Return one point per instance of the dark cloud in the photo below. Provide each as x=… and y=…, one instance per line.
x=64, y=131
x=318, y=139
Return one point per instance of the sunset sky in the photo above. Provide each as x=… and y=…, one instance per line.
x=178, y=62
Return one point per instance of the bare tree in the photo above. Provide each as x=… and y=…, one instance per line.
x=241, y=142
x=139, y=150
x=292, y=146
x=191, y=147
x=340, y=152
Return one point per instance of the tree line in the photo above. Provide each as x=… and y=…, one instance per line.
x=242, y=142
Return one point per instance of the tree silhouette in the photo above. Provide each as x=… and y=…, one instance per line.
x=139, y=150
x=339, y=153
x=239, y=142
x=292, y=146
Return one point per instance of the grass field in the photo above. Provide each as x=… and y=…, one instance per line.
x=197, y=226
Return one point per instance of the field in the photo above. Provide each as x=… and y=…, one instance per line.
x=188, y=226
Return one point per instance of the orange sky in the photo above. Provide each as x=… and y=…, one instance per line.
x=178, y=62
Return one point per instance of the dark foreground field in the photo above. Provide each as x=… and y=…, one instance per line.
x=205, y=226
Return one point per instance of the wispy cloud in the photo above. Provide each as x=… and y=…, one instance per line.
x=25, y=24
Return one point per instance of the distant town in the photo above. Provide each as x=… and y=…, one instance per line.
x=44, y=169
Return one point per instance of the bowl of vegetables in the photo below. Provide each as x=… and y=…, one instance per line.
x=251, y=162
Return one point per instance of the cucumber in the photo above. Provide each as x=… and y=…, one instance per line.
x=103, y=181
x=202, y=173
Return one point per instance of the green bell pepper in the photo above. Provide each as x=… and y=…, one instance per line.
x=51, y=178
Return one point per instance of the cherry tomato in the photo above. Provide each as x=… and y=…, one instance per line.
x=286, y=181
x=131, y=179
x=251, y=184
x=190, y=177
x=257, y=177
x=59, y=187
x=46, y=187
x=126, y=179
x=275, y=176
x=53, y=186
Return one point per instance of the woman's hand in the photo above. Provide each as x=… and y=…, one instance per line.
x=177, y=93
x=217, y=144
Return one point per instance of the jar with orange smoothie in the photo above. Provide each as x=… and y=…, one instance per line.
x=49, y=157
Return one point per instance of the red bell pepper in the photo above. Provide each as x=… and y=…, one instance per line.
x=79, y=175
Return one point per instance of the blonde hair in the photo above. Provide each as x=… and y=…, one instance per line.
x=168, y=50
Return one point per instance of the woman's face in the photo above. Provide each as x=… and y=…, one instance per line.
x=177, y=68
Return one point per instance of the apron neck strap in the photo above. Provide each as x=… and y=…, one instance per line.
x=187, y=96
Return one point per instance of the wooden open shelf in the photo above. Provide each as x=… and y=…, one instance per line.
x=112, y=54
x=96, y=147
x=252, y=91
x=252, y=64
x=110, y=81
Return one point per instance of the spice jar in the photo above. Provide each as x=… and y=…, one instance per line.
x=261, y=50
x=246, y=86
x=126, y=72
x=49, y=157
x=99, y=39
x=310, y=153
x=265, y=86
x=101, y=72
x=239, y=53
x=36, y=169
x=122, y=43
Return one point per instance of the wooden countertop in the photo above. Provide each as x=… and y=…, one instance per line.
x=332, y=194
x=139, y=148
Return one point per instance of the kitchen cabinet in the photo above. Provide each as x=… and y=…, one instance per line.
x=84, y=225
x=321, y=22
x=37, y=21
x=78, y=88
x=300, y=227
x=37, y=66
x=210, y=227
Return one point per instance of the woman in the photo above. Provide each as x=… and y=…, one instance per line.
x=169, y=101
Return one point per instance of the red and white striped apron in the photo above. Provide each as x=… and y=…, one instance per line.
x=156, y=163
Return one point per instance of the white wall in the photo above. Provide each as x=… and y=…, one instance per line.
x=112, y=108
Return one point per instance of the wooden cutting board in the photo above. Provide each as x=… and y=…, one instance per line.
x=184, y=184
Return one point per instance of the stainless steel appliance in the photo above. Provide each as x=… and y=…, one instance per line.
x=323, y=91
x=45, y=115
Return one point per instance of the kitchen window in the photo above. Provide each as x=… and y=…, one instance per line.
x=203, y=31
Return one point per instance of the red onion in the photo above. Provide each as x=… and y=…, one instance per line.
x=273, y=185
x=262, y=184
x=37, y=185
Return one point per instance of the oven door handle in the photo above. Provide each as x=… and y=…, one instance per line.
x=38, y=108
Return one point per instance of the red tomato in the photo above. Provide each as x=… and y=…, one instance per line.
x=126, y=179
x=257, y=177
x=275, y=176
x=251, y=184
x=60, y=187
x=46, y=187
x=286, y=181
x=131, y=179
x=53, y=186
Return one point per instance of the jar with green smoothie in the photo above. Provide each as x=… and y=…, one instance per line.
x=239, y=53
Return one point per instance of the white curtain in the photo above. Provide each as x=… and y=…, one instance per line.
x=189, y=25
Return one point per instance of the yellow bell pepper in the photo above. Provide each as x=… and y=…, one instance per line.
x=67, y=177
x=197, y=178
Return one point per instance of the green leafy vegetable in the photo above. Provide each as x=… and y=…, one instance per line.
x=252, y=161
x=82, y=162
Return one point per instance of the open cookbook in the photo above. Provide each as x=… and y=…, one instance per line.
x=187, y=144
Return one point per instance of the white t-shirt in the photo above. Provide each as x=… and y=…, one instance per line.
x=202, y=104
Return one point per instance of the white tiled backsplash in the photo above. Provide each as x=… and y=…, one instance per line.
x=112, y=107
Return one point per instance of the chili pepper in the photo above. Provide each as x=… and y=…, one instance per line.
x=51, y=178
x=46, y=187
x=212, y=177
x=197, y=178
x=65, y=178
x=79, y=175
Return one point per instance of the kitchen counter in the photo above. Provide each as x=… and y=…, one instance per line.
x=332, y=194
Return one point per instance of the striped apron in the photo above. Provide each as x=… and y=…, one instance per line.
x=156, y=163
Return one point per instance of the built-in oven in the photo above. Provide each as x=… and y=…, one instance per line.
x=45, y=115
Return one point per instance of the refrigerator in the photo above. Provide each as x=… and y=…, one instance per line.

━━━━━━━━━━━━━━━━━━━━

Aim of the exercise
Update the data from the line with "Return one point per instance of the apron" to the line with "x=110, y=81", changing "wooden open shelf" to "open wooden shelf" and leaving everything else as it is. Return only those lines.

Solution to this problem
Return one point per instance of the apron neck strap in the photo above. Provide each as x=… and y=…, one instance per line.
x=187, y=96
Return one point per instance of the open wooden shelf in the photo above. Provide each as x=… and y=…, one instance per line.
x=112, y=54
x=96, y=147
x=252, y=91
x=252, y=64
x=110, y=81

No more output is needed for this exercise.